PAGE:
# Politics?



## thistle93 (Oct 13, 2012)

Hi! I figure since politics is in the air wondering if anyone has any recommendations on good reading material on how Christians are to be involved in politics but also that to be with a Biblical perspective. Seems that some Christians think that if we can just change laws that make all the difference whereas I see that heart change is the essential need of humanity. I know of Grudem's book entitled "Politics" which I highly recommend and he rightly points out that some Christians make politics too prominent and some Christian give politics too little prominence. I am mainly interested in how while we are to be good citizens our ultimate allegiance is to God and that while we are citizens of a particular country our ultimate citizenship is in Heaven. So what it means to have duel citizenship but that one is primary and the other is secondary. I am a bit concerned about the overly nationalistic overtones that I see in some of American Christianity, especially that a church needs to have an American flag in a sanctuary. I think this sends a mixed signal and a confusing message. Any recommendations?

For His Glory-
Matthew


----------



## Scott1 (Oct 13, 2012)

Lex,Rex,or the Law and the Prince: A Dispute for the Just Prerogative of King and People: Samuel Rutherford: 9780873779517: Amazon.com: Books


----------



## Miss Marple (Oct 14, 2012)

Pastor Wilson, I don't see changing the law and changing hearts as an either/or proposition.

Take an issue very near to many Christians' hearts - legalized abortion. Or, narrow it perhaps to taxpayer funding of abortion.

SUPPLIED INFORMATION:
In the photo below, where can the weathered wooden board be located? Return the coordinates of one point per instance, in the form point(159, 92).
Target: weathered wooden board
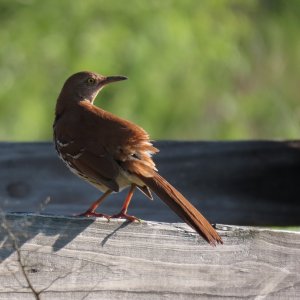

WHAT YOU NEED TO DO:
A. In the thread about politics, which issue does Miss Marple name as very near to many Christians' hearts?
B. Repeat the passage of the politics thread from "Lex,Rex,or the Law" to "an either/or proposition.".

SOLUTIONS:
A. Legalized abortion.

B.
Lex,Rex,or the Law and the Prince: A Dispute for the Just Prerogative of King and People: Samuel Rutherford: 9780873779517: Amazon.com: Books


----------



## Miss Marple (Oct 14, 2012)

Pastor Wilson, I don't see changing the law and changing hearts as an either/or proposition.